## Begin Excerpt to read

If you want to get a quick read on the economic future of the St. Louis suburb of Hazelwood, look at the signs—the ones near the city’s borders.
Although Hazelwood’s current municipal motto is “Crossroads of Progress,” the white and green signs adorned with trees still bear the town’s former slogan, “City at the Crossroads.”
In both cases, the word “crossroads” applies to Hazelwood’s prime location—two interstates and a county thoroughfare pass through the city, and a third interstate runs close by. But the mottoes could just as easily describe the economic decisions that civic leaders grapple with as they face the possible loss of a Ford Motor Co. assembly plant. The plant employs more than 2,800 people and contributes 18 percent of the city’s tax revenue.
Ford announced in January that the plant would be one of five U.S. plants axed by mid-decade to save money. A 22-member task force, which includes state, city, economic development and union officials, has been working to come up with proposals to change Ford’s mind. The task force knows the impact goes far beyond Hazelwood. More than 8,000 other jobs in the area would be lost because of the closing’s ripple effect, according to Angela Holden, an economist at the University of Missouri-St. Louis. In all, more than $500 million in annual wages would be threatened and more than $200 million in annual tax revenue would be jeopardized, she estimates.

## End Excerpt to read

*Problems to work on*
#1 Answer these questions using the Hazelwood article:
(a) What is Hazelwood's current municipal motto?
(b) How many people does the Ford assembly plant employ?
(c) How many members are on the task force?
#2 Summarize the Hazelwood article in two sentences.
#3 Pick up the Hazelwood article after its final sentence and continue it.
The records that follow are separate material, unrelated to the Hazelwood article.

## Begin Supplied material

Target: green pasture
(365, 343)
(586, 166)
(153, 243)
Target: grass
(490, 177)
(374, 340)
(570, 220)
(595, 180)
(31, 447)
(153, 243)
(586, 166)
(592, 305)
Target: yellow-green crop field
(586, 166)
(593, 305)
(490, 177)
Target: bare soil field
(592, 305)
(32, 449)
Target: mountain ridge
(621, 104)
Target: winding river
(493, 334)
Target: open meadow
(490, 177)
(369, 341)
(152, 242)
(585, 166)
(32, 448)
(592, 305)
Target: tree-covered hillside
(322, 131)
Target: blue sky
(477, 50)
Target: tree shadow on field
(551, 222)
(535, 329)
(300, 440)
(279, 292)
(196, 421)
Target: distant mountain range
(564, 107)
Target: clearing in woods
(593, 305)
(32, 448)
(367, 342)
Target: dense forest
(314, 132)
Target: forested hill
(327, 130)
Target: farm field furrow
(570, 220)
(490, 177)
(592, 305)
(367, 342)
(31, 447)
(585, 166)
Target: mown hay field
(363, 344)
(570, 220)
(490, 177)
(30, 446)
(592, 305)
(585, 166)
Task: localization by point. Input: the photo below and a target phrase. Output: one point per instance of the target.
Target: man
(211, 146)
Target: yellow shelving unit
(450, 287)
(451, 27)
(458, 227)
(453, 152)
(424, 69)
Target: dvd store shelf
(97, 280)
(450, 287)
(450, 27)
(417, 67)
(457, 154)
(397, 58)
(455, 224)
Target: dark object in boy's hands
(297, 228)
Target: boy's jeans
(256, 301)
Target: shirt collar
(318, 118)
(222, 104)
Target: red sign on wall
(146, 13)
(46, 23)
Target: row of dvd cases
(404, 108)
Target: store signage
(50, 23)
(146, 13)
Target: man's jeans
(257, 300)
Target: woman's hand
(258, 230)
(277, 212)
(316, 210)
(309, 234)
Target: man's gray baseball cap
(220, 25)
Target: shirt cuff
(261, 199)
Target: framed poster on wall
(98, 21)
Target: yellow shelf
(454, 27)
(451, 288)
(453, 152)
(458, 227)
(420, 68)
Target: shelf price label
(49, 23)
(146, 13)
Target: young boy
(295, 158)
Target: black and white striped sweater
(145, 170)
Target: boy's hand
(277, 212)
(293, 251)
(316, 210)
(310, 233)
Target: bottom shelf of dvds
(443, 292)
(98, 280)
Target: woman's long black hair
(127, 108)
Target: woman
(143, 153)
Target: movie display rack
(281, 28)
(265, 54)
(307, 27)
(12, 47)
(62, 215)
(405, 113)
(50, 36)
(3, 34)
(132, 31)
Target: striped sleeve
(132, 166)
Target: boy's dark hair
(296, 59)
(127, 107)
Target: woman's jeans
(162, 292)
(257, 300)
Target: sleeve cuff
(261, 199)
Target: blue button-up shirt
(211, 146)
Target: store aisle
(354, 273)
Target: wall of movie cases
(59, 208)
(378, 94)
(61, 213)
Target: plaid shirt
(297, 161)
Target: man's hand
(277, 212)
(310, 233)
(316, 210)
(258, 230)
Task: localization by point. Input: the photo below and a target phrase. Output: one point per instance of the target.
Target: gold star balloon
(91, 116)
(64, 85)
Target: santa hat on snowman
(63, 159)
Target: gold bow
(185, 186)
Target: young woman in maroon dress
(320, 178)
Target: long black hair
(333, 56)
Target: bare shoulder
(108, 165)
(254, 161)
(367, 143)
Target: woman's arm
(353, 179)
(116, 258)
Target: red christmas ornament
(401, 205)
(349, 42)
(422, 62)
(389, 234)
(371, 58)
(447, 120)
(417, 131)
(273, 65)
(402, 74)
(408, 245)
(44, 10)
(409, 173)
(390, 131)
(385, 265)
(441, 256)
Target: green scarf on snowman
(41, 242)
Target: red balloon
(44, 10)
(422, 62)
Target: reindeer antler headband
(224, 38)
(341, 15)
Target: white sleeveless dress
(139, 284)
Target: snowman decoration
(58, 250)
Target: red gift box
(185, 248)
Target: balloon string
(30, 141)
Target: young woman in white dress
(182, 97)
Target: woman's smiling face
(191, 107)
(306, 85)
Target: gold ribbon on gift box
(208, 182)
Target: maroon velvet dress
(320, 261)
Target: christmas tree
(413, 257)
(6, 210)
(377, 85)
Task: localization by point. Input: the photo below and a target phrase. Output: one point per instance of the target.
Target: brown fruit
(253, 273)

## End Supplied material
## Begin Supplied material

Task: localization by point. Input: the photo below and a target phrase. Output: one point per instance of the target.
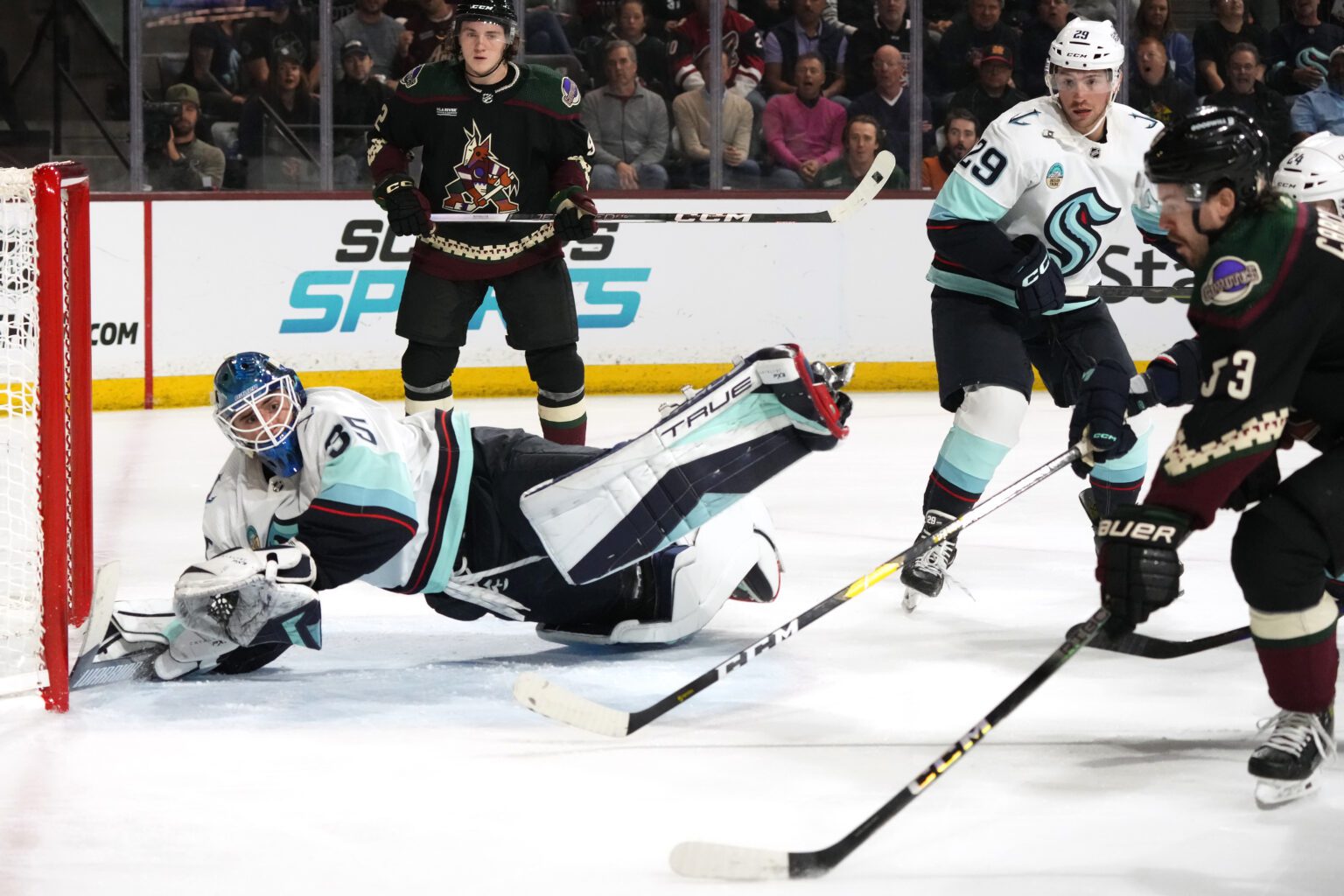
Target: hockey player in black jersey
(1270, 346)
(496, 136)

## End Supplied material
## Begin Supplied material

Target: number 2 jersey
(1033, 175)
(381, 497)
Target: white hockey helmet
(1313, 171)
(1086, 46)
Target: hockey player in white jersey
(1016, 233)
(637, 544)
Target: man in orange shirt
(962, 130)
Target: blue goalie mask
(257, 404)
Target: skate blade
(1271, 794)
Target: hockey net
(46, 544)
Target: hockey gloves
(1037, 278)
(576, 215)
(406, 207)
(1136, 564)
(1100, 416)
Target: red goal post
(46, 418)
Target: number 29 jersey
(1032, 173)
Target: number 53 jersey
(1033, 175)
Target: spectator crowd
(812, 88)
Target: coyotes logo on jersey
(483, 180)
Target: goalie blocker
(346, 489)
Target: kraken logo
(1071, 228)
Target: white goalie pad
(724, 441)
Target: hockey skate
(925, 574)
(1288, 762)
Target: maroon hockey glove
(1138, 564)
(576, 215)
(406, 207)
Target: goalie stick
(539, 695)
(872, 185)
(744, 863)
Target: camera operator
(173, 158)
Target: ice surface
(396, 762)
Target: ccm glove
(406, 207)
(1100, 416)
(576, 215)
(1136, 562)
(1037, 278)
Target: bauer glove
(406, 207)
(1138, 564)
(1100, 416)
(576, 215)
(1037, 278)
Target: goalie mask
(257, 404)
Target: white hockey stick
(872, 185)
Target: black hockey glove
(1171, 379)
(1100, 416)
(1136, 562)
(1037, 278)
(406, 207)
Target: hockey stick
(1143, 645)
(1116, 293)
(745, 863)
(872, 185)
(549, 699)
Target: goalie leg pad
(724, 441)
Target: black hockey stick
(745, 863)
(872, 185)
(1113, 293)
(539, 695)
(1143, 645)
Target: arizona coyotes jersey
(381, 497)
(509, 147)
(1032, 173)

## End Supplied material

*In response*
#1
(a) "Crossroads of Progress"
(b) More than 2,800 people
(c) 22 members

#2 Hazelwood, a St. Louis suburb whose mottoes refer to its location where major roads cross, faces the possible loss of a Ford Motor Co. assembly plant that employs more than 2,800 people and provides 18 percent of the city's tax revenue. Ford announced in January that the plant would be one of five U.S. plants closed by mid-decade, and a 22-member task force is working on proposals to change Ford's mind while an economist estimates that more than 8,000 other area jobs would also be lost.

#3
Ford’s announcement felt “like a kick in the stomach,” says Ken Dearing, president of United Auto Workers Local 325. But the workers have endured uncertainty before. In 1994, the plant’s future looked shaky after nine years of producing Ford’s Aerostar minivan because of competition from other minivans and the upstart sport utility vehicles. Ford’s own Explorer SUV rode to the rescue. Realizing it needed a location to supplement its Louisville plant’s Explorer production, Ford selected Hazelwood.
Today, the Explorer remains among the nation’s top-selling SUVs, despite problems with Firestone tires and increasing competition in this category. Assuming the Explorer’s sales do decline, Ford officials say a new product would have to rise from the ashes and replace the Explorer’s position on Hazelwood’s assembly lines.
A glimmer of hope comes from a new luxury SUV—the Lincoln Aviator—that Hazelwood was chosen to produce. Although the Aviator’s production and sales numbers aren’t expected to reach Explorer-like figures, the new work is putting Hazelwood in a more positive spotlight and giving plant workers an opportunity to put on a show that they hope will change the parent company’s mind.
“We’re doing everything in our power to make sure this is the best launch that Ford has ever had, in terms of safety, efficiency and quality,” Dearing says.
Members of the task force working to save the plant are also looking at other moves to give Ford more incentive to stay put. Missouri officials are trying to entice more suppliers to the state. Union officials are discussing restructuring the plant itself, which currently builds vehicles on a single platform. The Louisville plant is able to use two different platforms to build vehicles.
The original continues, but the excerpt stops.